PROBLEM SET:
(a) Translate this sentence from the BMI article into Spanish: "The BMI calculation takes someone’s weight in kilograms and divides it by the square of their height in metres."
(b) Please carry the article on the AMA's new BMI policy forward from its last sentence.
──────── SELECTED PASSAGE ────────
Doctors admit that BMI is racist and has caused ‘historical harm’

Invented 200 years ago by an astronomer, BMI as a measure of weight and health has long been controversial – and now the American Medical Association agrees

The American Medical Association is no longer recommending the use of BMI (body mass index) as a measure of health and weight, after years of controversy and criticism around the metric. Last week, the AMA voted to adopt a new policy which recognises not only the limits of BMI as an “imperfect measure” of health, but also its “historical harm” and “use for racist exclusion”. Instead, the association, which is one of the largest medical groups in the US, now recommends alternative measures for diagnosing obesity – in conjunction with BMI – be used in clinical settings. 

“For the longest time, I’ve been in this emperor-has-no-clothes situation, where I just couldn’t understand why really smart physicians continue to rely on something that was so clearly flawed,” A. Janet Tomiyama, a professor of psychology at UCLA who has studied BMI, told the New York Times in response to the news. The new policy also advises against the use of BMI in diagnosing eating disorders, saying it is “problematic” because “it does not capture the full range of abnormal eating disorders”.

The BMI calculation takes someone’s weight in kilograms and divides it by the square of their height in metres. It then tells you if you are ‘underweight’, ‘healthy’, ‘overweight’ or ‘obese’. The metric was invented in 1832 by Adolphe Quetelet, a Belgian astronomer and mathematician, and was adopted by governments around the world beginning in the 1980s as a way to determine the health of the population.
──────── INFORMATION PROVIDED ────────
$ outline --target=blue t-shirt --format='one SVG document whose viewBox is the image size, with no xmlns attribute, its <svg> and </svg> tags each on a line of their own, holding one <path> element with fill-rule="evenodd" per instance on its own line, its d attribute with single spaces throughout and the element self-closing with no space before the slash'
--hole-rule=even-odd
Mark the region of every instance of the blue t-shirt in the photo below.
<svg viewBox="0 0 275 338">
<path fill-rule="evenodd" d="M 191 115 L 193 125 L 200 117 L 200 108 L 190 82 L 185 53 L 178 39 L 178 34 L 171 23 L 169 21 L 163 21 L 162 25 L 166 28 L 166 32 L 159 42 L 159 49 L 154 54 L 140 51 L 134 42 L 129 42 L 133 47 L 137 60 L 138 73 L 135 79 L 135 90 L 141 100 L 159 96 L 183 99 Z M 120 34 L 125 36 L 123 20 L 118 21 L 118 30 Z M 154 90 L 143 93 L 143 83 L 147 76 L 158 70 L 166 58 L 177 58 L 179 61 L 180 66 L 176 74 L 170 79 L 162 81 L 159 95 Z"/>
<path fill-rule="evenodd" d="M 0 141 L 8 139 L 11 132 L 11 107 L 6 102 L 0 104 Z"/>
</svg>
────────
ANSWERS IN ORDER:
(a) El cálculo del IMC toma el peso de una persona en kilogramos y lo divide por el cuadrado de su altura en metros.

(b)
The problem with this, however, was that Quetelet’s calculation was intended as a method to discover the “average man” (l’homme moyen) rather than someone’s individual health (Quetelet was, after all, not a doctor). He used BMI to define what was ‘normal’ and, since the participants of the original study were all white European men, this was only ‘normal’ for a very specific group of people. A healthy weight changes, however, depending on your race, gender and age. For example, Polynesians are generally healthier at a higher weight range, as are people over 65. Studies have also found that BMI overestimates fatness and health risks for Black people and underestimates health risks for Asian communities. 

BMI also does not distinguish between fat, muscle and bone density, which means that using BMI, most professional athletes are classified as overweight. Nor does it take into account where on the body the fat is carried – visceral fat around your organs is considered more dangerous than other areas of the body, for example around the hips. In 2016, a study by UCLA concluded that tens of millions of people who had overweight and obese BMI scores were actually perfectly healthy. And that 30 per cent of people with “healthy” BMIs were, in fact, not healthy at all. 

The recommendations from the AMA are just suggestions, rather than strict regulations that doctors must comply with. However, the association is influential in the medical community and the new policy indicates that accepted thinking around the metric and the way obesity is measured is changing. “It’s a pretty big shift,” Dr Cynthia Romero, who was involved with the development of the new policy, said to the New York Times. “Now we have to be truly more mindful and more holistic when it comes to patient care.”